::: Dataset excerpts :::
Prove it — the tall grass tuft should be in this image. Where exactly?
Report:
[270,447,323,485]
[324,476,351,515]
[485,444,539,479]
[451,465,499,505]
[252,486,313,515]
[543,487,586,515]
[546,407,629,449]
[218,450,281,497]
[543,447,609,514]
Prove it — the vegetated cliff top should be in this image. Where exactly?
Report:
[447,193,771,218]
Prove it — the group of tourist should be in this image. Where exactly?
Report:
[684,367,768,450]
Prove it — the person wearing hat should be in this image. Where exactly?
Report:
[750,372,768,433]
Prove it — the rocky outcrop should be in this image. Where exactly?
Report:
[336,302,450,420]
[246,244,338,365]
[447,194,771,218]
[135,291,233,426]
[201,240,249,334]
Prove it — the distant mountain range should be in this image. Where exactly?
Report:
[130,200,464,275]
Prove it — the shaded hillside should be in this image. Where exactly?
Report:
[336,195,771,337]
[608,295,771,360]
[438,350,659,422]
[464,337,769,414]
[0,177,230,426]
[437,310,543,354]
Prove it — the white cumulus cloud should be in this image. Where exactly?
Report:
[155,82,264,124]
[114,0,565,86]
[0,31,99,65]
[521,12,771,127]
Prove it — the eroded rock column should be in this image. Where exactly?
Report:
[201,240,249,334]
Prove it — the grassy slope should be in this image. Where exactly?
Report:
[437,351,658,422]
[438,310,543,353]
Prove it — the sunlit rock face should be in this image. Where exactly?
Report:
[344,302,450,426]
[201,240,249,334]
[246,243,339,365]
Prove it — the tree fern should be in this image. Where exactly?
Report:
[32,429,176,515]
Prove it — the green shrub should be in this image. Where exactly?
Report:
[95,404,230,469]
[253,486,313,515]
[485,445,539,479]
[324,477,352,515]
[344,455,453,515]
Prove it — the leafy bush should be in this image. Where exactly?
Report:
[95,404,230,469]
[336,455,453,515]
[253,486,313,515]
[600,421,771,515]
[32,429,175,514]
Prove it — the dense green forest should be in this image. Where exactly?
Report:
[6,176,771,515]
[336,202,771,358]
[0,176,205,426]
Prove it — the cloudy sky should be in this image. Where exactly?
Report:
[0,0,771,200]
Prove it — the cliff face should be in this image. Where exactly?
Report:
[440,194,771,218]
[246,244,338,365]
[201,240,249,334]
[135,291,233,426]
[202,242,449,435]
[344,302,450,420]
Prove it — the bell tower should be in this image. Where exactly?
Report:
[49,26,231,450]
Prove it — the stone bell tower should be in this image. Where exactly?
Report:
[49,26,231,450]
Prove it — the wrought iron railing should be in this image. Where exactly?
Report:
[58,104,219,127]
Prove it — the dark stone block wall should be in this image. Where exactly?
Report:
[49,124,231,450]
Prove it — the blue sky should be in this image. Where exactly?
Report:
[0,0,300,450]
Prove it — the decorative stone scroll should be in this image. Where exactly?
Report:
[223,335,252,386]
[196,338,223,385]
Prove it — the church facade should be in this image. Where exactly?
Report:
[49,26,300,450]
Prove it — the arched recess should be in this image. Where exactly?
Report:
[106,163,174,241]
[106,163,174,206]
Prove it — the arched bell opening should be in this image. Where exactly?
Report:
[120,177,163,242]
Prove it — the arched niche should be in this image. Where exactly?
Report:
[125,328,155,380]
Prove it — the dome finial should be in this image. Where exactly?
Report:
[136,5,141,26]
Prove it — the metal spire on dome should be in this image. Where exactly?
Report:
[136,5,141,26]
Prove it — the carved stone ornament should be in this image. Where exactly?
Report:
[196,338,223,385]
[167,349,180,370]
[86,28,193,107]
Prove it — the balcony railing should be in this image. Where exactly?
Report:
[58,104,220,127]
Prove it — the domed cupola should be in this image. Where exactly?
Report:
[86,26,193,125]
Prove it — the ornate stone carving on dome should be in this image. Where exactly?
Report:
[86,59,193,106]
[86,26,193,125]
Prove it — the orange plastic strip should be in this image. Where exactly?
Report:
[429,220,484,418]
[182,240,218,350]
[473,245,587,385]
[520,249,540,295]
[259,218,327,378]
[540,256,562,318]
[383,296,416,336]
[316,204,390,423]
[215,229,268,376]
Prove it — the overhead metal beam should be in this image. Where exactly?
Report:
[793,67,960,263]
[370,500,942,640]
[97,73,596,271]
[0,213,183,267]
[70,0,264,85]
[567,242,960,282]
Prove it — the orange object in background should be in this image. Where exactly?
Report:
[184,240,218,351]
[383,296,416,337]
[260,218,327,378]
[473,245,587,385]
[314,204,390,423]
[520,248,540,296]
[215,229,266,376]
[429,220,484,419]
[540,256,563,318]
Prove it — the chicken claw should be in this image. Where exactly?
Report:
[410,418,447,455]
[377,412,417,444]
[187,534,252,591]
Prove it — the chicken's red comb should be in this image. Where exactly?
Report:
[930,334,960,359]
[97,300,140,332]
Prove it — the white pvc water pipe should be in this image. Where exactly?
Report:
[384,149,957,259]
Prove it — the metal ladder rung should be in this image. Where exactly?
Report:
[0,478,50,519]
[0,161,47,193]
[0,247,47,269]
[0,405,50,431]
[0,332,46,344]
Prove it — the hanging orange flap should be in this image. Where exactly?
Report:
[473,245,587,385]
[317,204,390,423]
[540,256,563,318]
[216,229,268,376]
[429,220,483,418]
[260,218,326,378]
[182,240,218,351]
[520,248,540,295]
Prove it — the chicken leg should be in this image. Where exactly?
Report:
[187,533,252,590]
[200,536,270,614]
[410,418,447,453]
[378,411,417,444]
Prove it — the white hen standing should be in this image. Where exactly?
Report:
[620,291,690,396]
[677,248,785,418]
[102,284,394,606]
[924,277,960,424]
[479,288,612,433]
:::
| Instructions for the task |
Reproduce every item above word for word, keeping all lines in their original order.

| Written response |
Prove it — the tall grass tuft should be in this image. Where exactly?
Report:
[270,447,323,485]
[324,476,351,515]
[485,444,539,479]
[451,465,499,505]
[252,486,313,515]
[543,487,586,515]
[546,407,629,449]
[218,450,281,497]
[543,447,609,514]
Prove it — the vegetated cliff top should be in this image. Where exactly?
Report:
[447,193,771,218]
Prove it — the group of tourist should be in this image. Where exactly?
Report:
[684,367,768,450]
Prove it — the person wearing hat should be in this image. Where exactly?
Report:
[750,372,768,433]
Prove it — the rocky outcrop should be in this image. Where exactly?
Report:
[336,302,450,420]
[246,244,338,365]
[447,194,771,218]
[135,291,233,426]
[201,240,249,334]
Prove it — the distant mountain range should be in this image. Where exactly?
Report:
[130,200,464,275]
Prove it — the shaded hillside should be in this image. Where exactly?
Report:
[336,195,771,337]
[608,295,771,360]
[438,350,659,422]
[464,337,769,414]
[0,177,230,426]
[437,310,543,354]
Prove it — the white cumulus cloud should be in this image. Where exactly?
Report:
[155,82,264,124]
[114,0,565,86]
[0,31,99,65]
[521,12,771,127]
Prove it — the eroded rock column should be in this image. Where exactly?
Report:
[201,240,249,334]
Prove it — the grassy slope should be in this image. Where exactly?
Report:
[437,351,658,422]
[438,310,543,353]
Prove it — the sunlit rock face should be in this image. Where exactly?
Report:
[344,302,450,426]
[201,240,249,334]
[246,243,339,365]
Prove it — the tree fern should be in this image. Where exactly?
Report:
[32,429,176,515]
Prove it — the green shrub should be in this image. Where exactly?
Report:
[95,404,230,469]
[253,486,313,515]
[485,445,539,479]
[324,477,352,515]
[344,455,453,515]
Prove it — the leafy bush should be in this image. Where exactly?
Report:
[95,404,230,469]
[336,455,453,515]
[253,486,313,515]
[600,421,771,515]
[32,429,175,514]
Prove it — the dense green forest should be in this image. Where exactly?
Report:
[6,176,771,515]
[336,202,771,358]
[0,176,205,426]
Prove it — the cloudy sky should be in this image. Where exactly?
Report:
[0,0,771,200]
Prove it — the cliff face should be in this image. Where exactly?
Report:
[440,194,771,218]
[246,244,338,365]
[201,240,249,334]
[135,291,233,426]
[202,242,449,435]
[344,302,450,420]
Prove it — the bell tower should be in this image. Where exactly?
Report:
[49,26,231,450]
Prove it — the stone bell tower should be in this image. Where exactly?
Report:
[49,26,231,450]
Prove it — the wrought iron railing should be in this image. Where exactly?
Report:
[58,104,219,127]
Prove it — the dark stone block wall should be in this image. Where exactly?
Report:
[49,124,231,450]
Prove it — the blue sky should be in this image. Where exactly?
Report:
[0,0,300,450]
Prove it — the decorative stone scroll should be in this image. Where exactly?
Report:
[223,335,252,386]
[196,338,223,385]
Prove it — the church facade should be in this image. Where exactly?
Report:
[49,26,300,450]
Prove it — the arched recess should be in this image. Where exactly?
Report:
[106,163,174,241]
[106,163,174,206]
Prove it — the arched bell opening should be in this image. Where exactly?
Report:
[120,177,163,242]
Prove it — the arched niche should be in this image. Where exactly?
Report:
[125,328,155,380]
Prove it — the dome finial should be in this image. Where exactly?
Report:
[136,5,141,26]
Prove it — the metal spire on dome should be in this image. Where exactly?
Report:
[136,5,141,26]
Prove it — the carved stone ornament should be in this image. Where exactly?
Report:
[196,338,223,385]
[167,349,180,370]
[86,28,193,107]
Prove it — the balcony railing should be in this image. Where exactly?
Report:
[58,104,220,127]
Prove it — the domed cupola should be in this image. Where exactly?
Report:
[86,26,193,125]
Prove it — the ornate stone carving on dome should be in this image. Where exactly?
Report:
[86,59,193,106]
[86,26,193,125]
Prove it — the orange plastic strip should be in this image. Where exactly?
Report:
[429,220,484,418]
[182,240,218,350]
[473,245,587,385]
[520,249,540,295]
[259,218,327,378]
[540,256,562,318]
[383,296,416,336]
[316,204,390,423]
[215,229,268,376]
Prove it — the overhead metal beam should be in this image. Where exactly?
Report:
[793,67,960,263]
[370,500,942,640]
[97,73,596,271]
[0,213,183,267]
[70,0,264,85]
[567,242,960,282]
Prove it — the orange object in background should be in this image. Where exactly?
Report:
[184,240,218,351]
[383,296,416,337]
[260,218,327,378]
[473,245,587,385]
[314,204,390,423]
[520,248,540,296]
[215,229,266,376]
[429,220,484,419]
[540,256,563,318]
Prove it — the chicken claw should be in this image. Where exactly?
Report:
[410,418,447,455]
[377,412,417,444]
[187,534,252,591]
Prove it — the chicken's red comb should be in this image. Where exactly?
Report:
[930,334,960,359]
[97,300,140,332]
Prove it — the white pvc water pipe should be in this image. Where exactly?
Report:
[384,149,957,259]
Prove it — the metal ladder rung should be in this image. Where exactly?
Report:
[0,478,50,519]
[0,161,47,193]
[0,247,47,269]
[0,405,50,431]
[0,332,46,344]
Prove it — the hanging orange flap should be in this image. Where exactly?
Report:
[473,245,587,385]
[317,204,390,423]
[540,256,563,318]
[216,229,268,376]
[429,220,483,418]
[260,218,326,378]
[182,240,218,351]
[520,248,540,295]
Prove it — the chicken leg should be in this image. Where exactly?
Report:
[187,533,252,590]
[200,536,270,614]
[410,418,447,453]
[378,411,417,444]
Prove it — the white hen standing should be in this image. Where exactly?
Report:
[620,291,690,396]
[677,248,785,418]
[102,284,394,606]
[924,277,960,424]
[479,288,612,433]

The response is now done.